> Work required:
Reproduce the entries starting at the line containing "job: give the outline of every instance of the protest" and ending at the line containing "78 278 L 84", keeping the request lines unchanged, and shift every viewBox value and path coordinate in the answers up by 138.

> Data listing:

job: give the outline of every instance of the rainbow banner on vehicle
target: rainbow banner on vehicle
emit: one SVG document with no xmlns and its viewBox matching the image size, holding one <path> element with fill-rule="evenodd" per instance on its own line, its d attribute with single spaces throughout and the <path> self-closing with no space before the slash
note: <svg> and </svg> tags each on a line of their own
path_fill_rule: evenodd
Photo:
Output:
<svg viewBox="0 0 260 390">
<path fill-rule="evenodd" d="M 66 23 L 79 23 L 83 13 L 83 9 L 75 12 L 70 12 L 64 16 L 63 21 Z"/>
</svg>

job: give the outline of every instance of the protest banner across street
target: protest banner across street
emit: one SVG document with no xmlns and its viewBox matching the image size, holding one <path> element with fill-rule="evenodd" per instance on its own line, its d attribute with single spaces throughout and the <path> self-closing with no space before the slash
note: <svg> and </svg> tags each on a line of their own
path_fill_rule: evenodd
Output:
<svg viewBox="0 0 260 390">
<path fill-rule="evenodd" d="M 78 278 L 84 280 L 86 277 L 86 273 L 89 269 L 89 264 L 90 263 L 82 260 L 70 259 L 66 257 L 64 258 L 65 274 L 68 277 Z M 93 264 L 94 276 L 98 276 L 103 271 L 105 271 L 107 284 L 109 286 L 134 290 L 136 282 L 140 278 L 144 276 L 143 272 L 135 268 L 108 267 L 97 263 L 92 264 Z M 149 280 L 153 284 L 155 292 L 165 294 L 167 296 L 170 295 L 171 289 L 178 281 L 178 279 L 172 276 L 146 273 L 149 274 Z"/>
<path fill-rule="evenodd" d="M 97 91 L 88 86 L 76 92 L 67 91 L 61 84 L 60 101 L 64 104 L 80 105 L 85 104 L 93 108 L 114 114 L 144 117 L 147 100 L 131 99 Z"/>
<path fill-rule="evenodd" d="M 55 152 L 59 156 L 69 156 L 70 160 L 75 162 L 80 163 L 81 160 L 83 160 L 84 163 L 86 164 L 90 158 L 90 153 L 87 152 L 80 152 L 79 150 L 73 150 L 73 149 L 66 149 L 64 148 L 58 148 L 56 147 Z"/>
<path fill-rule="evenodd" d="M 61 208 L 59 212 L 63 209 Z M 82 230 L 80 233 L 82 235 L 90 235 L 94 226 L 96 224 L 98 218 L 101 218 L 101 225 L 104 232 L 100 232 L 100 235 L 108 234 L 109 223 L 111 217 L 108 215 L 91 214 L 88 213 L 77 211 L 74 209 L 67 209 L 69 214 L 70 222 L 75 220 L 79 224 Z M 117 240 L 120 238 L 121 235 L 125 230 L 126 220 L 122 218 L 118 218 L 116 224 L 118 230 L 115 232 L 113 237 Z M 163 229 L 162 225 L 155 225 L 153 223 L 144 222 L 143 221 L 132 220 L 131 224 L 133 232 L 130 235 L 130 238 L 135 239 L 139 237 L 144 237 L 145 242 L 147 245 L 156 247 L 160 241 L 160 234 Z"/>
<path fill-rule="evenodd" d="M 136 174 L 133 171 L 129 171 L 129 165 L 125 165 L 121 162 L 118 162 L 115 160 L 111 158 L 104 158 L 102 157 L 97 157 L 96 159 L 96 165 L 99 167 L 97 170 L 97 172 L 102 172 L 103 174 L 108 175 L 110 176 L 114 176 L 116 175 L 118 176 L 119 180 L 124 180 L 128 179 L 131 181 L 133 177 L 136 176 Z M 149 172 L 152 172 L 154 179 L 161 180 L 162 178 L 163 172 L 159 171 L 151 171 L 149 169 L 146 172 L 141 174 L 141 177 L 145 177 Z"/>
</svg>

> Problem solution:
job: give the outline of every instance of the protest banner across street
target: protest banner across street
emit: one SVG document with no xmlns and its viewBox matching the image size, holding one <path> element with fill-rule="evenodd" per instance on its own line, its d attribute with single spaces throughout and the <path> self-closing with no space before the slash
note: <svg> and </svg> tags each on a line of their own
path_fill_rule: evenodd
Output:
<svg viewBox="138 138 398 528">
<path fill-rule="evenodd" d="M 216 416 L 222 418 L 224 415 L 224 411 L 227 407 L 227 402 L 228 401 L 220 398 L 208 397 L 204 395 L 202 396 L 203 412 L 206 415 Z M 231 402 L 232 414 L 236 414 L 241 409 L 243 409 L 245 422 L 247 424 L 272 428 L 274 420 L 278 416 L 282 414 L 281 410 L 273 406 L 246 405 L 235 401 L 230 402 Z M 287 418 L 291 422 L 293 430 L 303 432 L 305 434 L 308 433 L 309 427 L 316 419 L 316 417 L 310 414 L 284 411 L 287 412 Z"/>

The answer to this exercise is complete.